__EXTRACTED TEXT__
MDDM Scalping Lord Lepton
jbor
jbor at bigpond.com
Sat Jul 3 07:21:41 CDT 2004
on 29/6/04 10:48 PM, jbor wrote:
>> 1. If the issue is identifying the owner of the rifle then the fact that
>> Mason and Dixon recognise *the* scalp is the salient piece of information.
>> It's irrelevant that as the rifle is produced by Catfish it's described in
>> the text as "a Lancaster rifle". This reference occurs prior to the boys
>> seeing the scalp and then realising for sure *whose* rifle it is.
Note also that the owner of the scalp is conclusively identified as the
"owner" (681) of the rifle. M&D do react to the rifle, by the way:
Mason sees it first,-- then, tipped by his frozen silence, Dixon. (680)
And it's the narrator who tells us that Catfish is "packing a Lancaster
rifle" (680), which is what LeSpark has insinuated that Lord Lepton's weapon
is, or is modeled upon (429). On the strength of M&D's very strong reaction
when they see the rifle it's entirely reasonable to suggest that they do
recognise it straight away as the one they saw at Lepton's. I can't think of
any other reason why Dixon, "with a look of unsuccessfully feign'd
innocence", would ask about its "owner", and who else the boys might
recognise the scalp as belonging to (681).
>> 2. In Ch. 42 Mason contends that it is a Cape rifle, but Dixon avers that it
>> is an American rifle (428.12), and it is then the narrator, not LeSpark, who
>> confirms that Dixon is correct (429.4-5).
It had been argued that it is only LeSpark who says that it is an American
rifle, which is incorrect. Further, NB that the star on Lepton's rifle is
inverted (428) just like the one on the rifle in Catfish's possession (680).
The one painted on the tavern sign in Lancaster Town is similarly "revers'd"
(342), and not right side up, as was argued.
The rifle at Lepton's, and the rifle Catfish produces (and the sign in
Lancaster Town), are not unstable artefacts at all They are all very "real"

__ROWS__
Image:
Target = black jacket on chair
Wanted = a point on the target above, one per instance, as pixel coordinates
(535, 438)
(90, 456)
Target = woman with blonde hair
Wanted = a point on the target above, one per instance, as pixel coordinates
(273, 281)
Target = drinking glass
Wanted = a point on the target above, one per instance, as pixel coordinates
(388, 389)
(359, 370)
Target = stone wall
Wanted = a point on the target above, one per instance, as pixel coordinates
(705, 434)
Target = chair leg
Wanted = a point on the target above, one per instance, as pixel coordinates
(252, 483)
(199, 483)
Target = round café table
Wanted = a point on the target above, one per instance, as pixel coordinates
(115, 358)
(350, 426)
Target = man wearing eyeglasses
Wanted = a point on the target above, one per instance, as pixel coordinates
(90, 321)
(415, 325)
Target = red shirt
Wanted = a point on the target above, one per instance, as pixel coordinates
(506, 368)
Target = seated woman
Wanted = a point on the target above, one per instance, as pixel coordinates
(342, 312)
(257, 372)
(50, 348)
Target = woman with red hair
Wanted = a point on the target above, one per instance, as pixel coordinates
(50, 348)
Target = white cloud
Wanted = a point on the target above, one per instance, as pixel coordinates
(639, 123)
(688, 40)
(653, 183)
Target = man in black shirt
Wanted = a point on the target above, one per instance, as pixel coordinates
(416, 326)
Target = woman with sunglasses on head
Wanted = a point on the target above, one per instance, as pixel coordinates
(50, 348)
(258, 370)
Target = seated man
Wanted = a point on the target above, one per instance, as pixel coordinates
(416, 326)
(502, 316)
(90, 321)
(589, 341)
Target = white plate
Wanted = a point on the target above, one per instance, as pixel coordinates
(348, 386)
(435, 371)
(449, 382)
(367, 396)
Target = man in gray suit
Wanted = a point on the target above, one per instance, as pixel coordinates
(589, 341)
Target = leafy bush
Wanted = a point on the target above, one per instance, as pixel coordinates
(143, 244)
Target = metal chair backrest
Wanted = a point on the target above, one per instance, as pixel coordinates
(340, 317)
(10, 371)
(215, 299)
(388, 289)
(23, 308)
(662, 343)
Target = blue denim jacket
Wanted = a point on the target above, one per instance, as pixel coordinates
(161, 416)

__WRITTEN PROBLEM__
Summarize the post about Lord Lepton's rifle in two sentences.

__ANSWER TO THIS EXERCISE__
The post argues that Mason and Dixon recognize the rifle Catfish produces as the one they saw at Lord Lepton's, pointing to their strong reaction on seeing it, Dixon's question about its "owner," and their recognition of the scalp, whose owner is identified as the rifle's owner. It adds that the narrator, not only LeSpark, confirms the rifle is American, and that the star is inverted on Lepton's rifle, on the rifle Catfish holds, and on the tavern sign in Lancaster Town.